A lyrical journey through Wayanad
Not many may be keen on studying the extent of agrarian crisis that Wayanad is currently facing. But Sunanda Bhat, a documentary filmmaker from Bangalore who visited the place in 2006 started reading about farmers’ suicides and got interested in the effects of the agricultural crisis on landless labourers, largely Adivasis. And this culminated in a 73-minute feature film — Have You Seen the Arana? (Ningal Aranaye Kando), a story that portrays different ways of human intervention and engagement with the land.
Sunanda says, “During the five years of my research in Wayanad, I came across many stories of exploitation and struggle. As my involvement with the place and people grew, a new texture slowly emerged out of the life there. I began to appreciate the incredibly vibrant landscape there, in spite of the rapid transformations in the name of development.”
With a postgraduate diploma in communications and film production, Sunanda has made several documentaries and short films since 1995. The film, Have you seen the Arana?, is a lyrical journey through the vibrant landscapes and lifestyles of Wayanad. The central theme revolves around the effect of the changing landscapes on ‘ordinary’ lives.

__Dataset__.
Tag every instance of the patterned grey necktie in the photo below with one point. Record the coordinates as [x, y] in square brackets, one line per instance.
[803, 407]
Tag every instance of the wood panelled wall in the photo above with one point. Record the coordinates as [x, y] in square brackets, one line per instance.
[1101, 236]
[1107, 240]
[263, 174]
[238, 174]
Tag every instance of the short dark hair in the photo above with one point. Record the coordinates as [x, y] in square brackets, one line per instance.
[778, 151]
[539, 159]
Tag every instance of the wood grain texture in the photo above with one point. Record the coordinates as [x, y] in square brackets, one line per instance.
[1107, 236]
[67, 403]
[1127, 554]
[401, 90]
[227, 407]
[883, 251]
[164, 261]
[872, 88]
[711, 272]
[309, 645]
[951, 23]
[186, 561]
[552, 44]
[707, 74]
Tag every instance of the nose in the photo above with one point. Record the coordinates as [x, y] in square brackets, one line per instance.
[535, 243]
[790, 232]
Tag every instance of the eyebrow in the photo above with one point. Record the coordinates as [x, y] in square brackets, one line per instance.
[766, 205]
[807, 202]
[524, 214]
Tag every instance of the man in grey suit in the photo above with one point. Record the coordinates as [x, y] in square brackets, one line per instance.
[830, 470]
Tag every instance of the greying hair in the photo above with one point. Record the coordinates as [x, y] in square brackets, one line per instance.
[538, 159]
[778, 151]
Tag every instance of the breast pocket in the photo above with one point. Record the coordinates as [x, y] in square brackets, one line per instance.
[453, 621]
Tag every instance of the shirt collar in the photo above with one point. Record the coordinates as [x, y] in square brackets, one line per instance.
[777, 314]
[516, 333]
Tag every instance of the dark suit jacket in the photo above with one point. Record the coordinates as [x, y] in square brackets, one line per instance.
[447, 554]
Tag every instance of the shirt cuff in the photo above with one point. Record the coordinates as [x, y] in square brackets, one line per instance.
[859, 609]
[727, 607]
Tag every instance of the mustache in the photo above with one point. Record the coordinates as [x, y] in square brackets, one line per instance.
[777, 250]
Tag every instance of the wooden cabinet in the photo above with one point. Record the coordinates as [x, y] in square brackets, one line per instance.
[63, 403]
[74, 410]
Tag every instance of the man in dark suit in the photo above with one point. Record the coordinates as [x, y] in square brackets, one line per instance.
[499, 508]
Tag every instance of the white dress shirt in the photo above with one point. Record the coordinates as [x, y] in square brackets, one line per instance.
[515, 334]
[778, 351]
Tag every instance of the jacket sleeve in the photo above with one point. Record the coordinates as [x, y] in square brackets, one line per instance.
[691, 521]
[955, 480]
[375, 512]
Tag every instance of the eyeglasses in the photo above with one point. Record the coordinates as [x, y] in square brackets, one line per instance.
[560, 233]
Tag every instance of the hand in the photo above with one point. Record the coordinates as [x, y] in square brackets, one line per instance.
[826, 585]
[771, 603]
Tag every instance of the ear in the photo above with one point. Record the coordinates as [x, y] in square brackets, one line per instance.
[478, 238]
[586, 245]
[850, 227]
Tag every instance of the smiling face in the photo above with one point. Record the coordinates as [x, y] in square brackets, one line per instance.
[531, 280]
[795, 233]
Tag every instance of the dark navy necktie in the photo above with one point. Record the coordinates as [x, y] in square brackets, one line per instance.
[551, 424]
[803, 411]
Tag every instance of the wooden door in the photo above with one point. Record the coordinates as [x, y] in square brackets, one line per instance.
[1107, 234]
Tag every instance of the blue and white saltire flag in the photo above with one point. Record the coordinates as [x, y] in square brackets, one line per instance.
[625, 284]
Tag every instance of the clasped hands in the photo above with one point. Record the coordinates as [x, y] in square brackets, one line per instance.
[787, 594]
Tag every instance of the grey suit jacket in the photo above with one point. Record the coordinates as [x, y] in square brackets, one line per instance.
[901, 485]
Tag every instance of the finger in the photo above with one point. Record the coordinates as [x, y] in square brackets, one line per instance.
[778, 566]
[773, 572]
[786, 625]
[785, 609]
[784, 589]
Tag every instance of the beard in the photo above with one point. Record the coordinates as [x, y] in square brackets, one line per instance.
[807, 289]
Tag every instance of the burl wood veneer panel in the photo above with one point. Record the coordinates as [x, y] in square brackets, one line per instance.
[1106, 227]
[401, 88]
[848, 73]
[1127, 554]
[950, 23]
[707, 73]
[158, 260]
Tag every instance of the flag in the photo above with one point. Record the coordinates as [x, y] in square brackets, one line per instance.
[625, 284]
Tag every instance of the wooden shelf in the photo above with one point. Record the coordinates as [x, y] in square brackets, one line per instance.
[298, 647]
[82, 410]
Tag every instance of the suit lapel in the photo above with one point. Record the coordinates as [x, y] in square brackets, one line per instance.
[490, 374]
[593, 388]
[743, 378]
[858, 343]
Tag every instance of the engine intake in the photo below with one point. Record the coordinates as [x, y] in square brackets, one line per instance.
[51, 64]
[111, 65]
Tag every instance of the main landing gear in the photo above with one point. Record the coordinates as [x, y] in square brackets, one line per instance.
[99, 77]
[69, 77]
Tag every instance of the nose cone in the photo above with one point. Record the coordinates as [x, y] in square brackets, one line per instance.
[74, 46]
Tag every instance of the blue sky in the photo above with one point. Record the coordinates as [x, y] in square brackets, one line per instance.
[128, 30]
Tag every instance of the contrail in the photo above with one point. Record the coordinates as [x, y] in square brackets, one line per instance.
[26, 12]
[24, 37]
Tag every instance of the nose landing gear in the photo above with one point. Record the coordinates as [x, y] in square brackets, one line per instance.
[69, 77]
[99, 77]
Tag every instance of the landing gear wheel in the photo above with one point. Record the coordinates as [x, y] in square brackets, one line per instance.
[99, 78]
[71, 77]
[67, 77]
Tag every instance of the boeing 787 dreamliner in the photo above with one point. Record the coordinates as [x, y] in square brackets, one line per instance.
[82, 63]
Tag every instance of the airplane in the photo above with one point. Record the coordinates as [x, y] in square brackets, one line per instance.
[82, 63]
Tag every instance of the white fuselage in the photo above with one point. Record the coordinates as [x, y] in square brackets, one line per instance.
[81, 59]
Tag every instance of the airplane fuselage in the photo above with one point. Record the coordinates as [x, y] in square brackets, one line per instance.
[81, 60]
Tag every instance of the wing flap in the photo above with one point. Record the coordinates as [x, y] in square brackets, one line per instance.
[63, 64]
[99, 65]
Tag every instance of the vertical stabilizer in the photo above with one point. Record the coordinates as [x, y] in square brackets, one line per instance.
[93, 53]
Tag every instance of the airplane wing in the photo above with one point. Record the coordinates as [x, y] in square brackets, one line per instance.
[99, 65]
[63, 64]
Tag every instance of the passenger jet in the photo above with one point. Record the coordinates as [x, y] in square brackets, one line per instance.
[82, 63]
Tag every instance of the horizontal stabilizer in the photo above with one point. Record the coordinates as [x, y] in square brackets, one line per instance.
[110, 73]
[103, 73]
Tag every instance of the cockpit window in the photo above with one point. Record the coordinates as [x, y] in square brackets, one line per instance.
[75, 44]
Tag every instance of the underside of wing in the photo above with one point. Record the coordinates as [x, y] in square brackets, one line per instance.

__Required action A__. Translate this sentence from the article on the Wayanad documentary into Spanish: "The central theme revolves around the effect of the changing landscapes on ‘ordinary’ lives."
__Required action B__. Pick up the article on the Wayanad documentary after its last sentence and carry it forward.

__Task answer A__. El tema central gira en torno al efecto de los paisajes cambiantes en las vidas ‘corrientes’.

__Task answer B__.
The film is structured like a fiction. “We’ve shown cycles of agriculture, landscape and people’s lives. Rather than showing talking heads, the film observes and becomes a part of the dramatic life cycle of the people and their ecosystem,” Sunanda says.
The film depicts a woman’s concern over the disappearance of medicinal plants from the forest, a farmer’s commitment to organically growing traditional varieties of rice, and a cash crop cultivator’s struggle to survive amidst farmers’ suicides. In the process, it offers fresh insights into the shifting relations between people, knowledge systems and environment.
As hills flatten, forests disappear and traditional knowledge systems are forgotten, the film reminds us that this diversity could disappear forever, to be replaced by monotonous and unsustainable alternatives.
The film was screened in the recently concluded IFFI, Goa, and has been invited to Trigger Pitch, held at IFFK in Thiruvananthapuram, a forum to help documentary films extend their outreach.